SUPPLIED DATA:
Begin

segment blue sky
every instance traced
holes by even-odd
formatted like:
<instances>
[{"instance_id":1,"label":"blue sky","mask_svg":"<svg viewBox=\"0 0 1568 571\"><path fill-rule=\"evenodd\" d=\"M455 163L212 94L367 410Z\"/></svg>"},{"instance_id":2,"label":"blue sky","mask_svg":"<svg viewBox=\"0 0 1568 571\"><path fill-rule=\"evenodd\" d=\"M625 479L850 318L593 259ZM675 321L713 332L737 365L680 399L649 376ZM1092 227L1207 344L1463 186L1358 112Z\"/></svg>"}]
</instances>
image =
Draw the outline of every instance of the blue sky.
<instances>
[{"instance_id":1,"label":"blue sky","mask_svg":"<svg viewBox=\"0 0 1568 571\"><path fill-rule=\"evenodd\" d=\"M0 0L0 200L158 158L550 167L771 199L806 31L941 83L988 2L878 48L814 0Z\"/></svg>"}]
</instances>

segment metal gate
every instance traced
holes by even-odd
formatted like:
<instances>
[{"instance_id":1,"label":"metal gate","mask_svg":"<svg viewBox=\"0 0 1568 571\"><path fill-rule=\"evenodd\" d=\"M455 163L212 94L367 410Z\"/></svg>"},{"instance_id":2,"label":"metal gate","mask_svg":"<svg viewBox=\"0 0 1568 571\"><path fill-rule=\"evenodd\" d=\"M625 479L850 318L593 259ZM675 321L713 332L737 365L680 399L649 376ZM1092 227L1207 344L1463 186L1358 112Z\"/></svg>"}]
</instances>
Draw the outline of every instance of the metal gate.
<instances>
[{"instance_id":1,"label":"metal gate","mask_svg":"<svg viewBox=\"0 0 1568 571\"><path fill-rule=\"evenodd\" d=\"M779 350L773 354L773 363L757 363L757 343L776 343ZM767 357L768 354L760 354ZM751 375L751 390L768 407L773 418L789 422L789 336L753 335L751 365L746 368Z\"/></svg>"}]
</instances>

End

TASK INSTRUCTIONS: Write out all of the records above word for word, without changing or leaving out anything.

THE REPLY:
segment blue sky
every instance traced
holes by even-odd
formatted like:
<instances>
[{"instance_id":1,"label":"blue sky","mask_svg":"<svg viewBox=\"0 0 1568 571\"><path fill-rule=\"evenodd\" d=\"M455 163L212 94L367 410Z\"/></svg>"},{"instance_id":2,"label":"blue sky","mask_svg":"<svg viewBox=\"0 0 1568 571\"><path fill-rule=\"evenodd\" d=\"M625 479L850 318L593 259ZM675 321L713 332L737 365L680 399L649 376ZM1092 227L1207 344L1463 186L1358 112Z\"/></svg>"}]
</instances>
image =
Draw the outline of every instance of the blue sky.
<instances>
[{"instance_id":1,"label":"blue sky","mask_svg":"<svg viewBox=\"0 0 1568 571\"><path fill-rule=\"evenodd\" d=\"M0 0L0 200L158 158L550 167L771 199L806 31L941 83L988 2L878 48L814 0Z\"/></svg>"}]
</instances>

segment metal gate
every instance traced
holes by even-odd
formatted like:
<instances>
[{"instance_id":1,"label":"metal gate","mask_svg":"<svg viewBox=\"0 0 1568 571\"><path fill-rule=\"evenodd\" d=\"M455 163L212 94L367 410Z\"/></svg>"},{"instance_id":2,"label":"metal gate","mask_svg":"<svg viewBox=\"0 0 1568 571\"><path fill-rule=\"evenodd\" d=\"M625 479L850 318L593 259ZM675 321L713 332L737 365L680 399L649 376ZM1092 227L1207 344L1463 186L1358 112Z\"/></svg>"}]
</instances>
Draw the outline of every instance of the metal gate.
<instances>
[{"instance_id":1,"label":"metal gate","mask_svg":"<svg viewBox=\"0 0 1568 571\"><path fill-rule=\"evenodd\" d=\"M779 350L773 354L773 363L757 363L757 343L776 343ZM767 357L768 354L760 354ZM751 375L751 390L768 407L773 418L789 422L789 336L753 335L751 365L746 368Z\"/></svg>"}]
</instances>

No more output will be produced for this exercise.